Extrait du texte:
======

Ce débat entre notre « Nous » et celui de l'Autre prend souvent le visage de la lutte qui se déploie autour des notions du multiculturalisme et de l'interculturalisme. La mouvance nationaliste québécoise reproche au multiculturalisme de menacer l'existence même de la nation québécoise et qui par sa promotion des cultures diverses voudrait ainsi noyer l'identité québécoise et la faire disparaître dans un grand melting-pot Canadian postnational. Ces critiques vont plus loin et assimilent l'interculturalisme au multiculturalisme. Ils font alors une grossière erreur de perspective, car l'interculturalisme ne fait qu'évoquer qu'il existe une culture majoritaire qui au Québec est francophone et qui est la communauté principale de la nation fondatrice, mais en aucun moment cette volonté interculturelle ne veut assimiler les autres cultures minoritaires. Cela veut plutôt créer les conditions propices à un dialogue qui favorise la présence de la diversité, mais en présence d'un socle francophone. Cela dit, pour ne perdre personne en cours de lecture, redisons que l'identité québécoise pose problème parce d'une part, le « Nous » Québécois est indéfini et que le « Nous » Canadien n'est pas plus formalisé. Ainsi, on a du mal à donner une définition en mots simples ce que c'est d'être Québécois ou Canadien. Malgré la lassitude constitutionnelle, cela est encore présent dans nos vies quotidiennes.

Le « Nous » Québécois

Le « Nous » Québécois est mal défini, mais nous savons qu'il souffre de son passé. C'est un « Nous » qui a été colonisé. C'est au prix de notre obéissance et de notre soumission que nous avons pu conserver de Rome, d'Angleterre ou du Canada notre langue, nos institutions et notre religion. Pas étonnant que des penseurs québécois comme Hubert Aquin et Daniel Jacques aient pu évoquer la fatigue culturelle des Québécois. Colonisés, pauvres, sans pouvoir, souvent méprisés, les Québécoises et les Québécois ont survécu grâce à leur détermination, à leur acharnement et à leur résilience, ils sont devenus ce que le Québec est aujourd'hui. Néanmoins, nous vivons avec un passé refoulé qui nous empêche de pouvoir utiliser avec légèreté le « Nous » qui devrait faire notre fierté. Le professeur de philosophie au Collège de Maisonneuve, Sébastien Mussi a publié l'année dernière un essai intitulé : Le nous absent. Différence et identité québécoise publié l'an dernier chez Liber à Montréal. C'est d'ailleurs sa lecture qui m'a inspiré en partie le sujet de cette chronique en même temps que les nombreux commentaires sur le slogan électoral du Bloc québécois.

======

Matériel fourni:
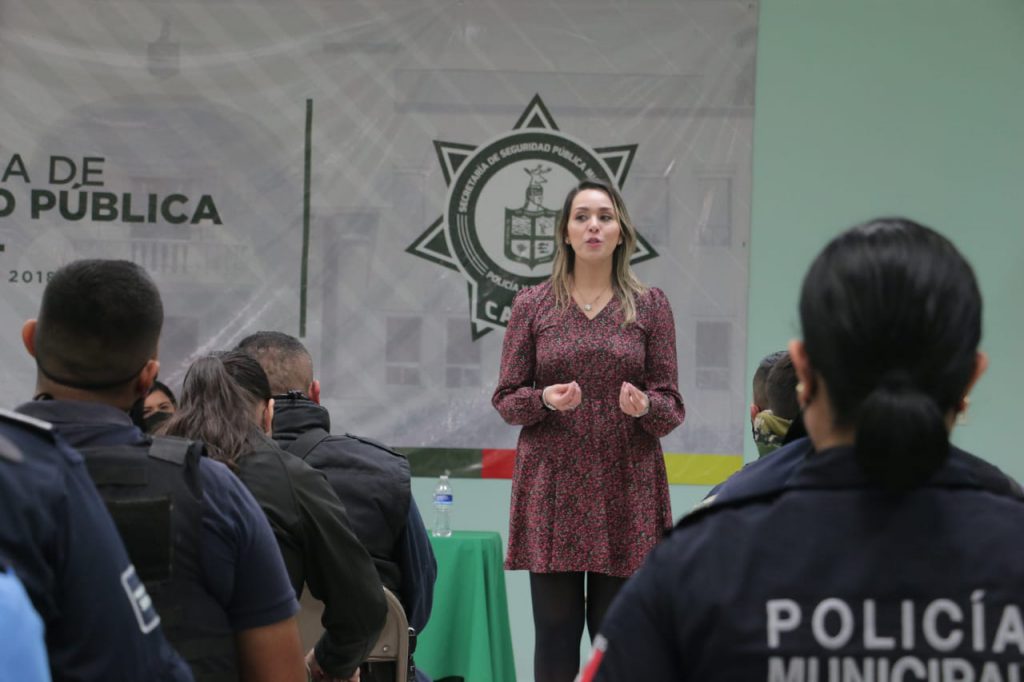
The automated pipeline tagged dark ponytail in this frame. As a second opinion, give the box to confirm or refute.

======

Consigne:
D'après l'extrait sur l'identité québécoise, pourquoi les critiques qui assimilent l'interculturalisme au multiculturalisme commettent-ils « une grossière erreur de perspective » ? Répondez en une à trois phrases, s'il vous plaît.

Réponse attendue:
L'interculturalisme se borne à reconnaître qu'il existe au Québec une culture majoritaire francophone, celle de la communauté principale de la nation fondatrice, sans jamais vouloir assimiler les cultures minoritaires. Il cherche plutôt à créer les conditions d'un dialogue qui favorise la présence de la diversité, mais sur un socle francophone.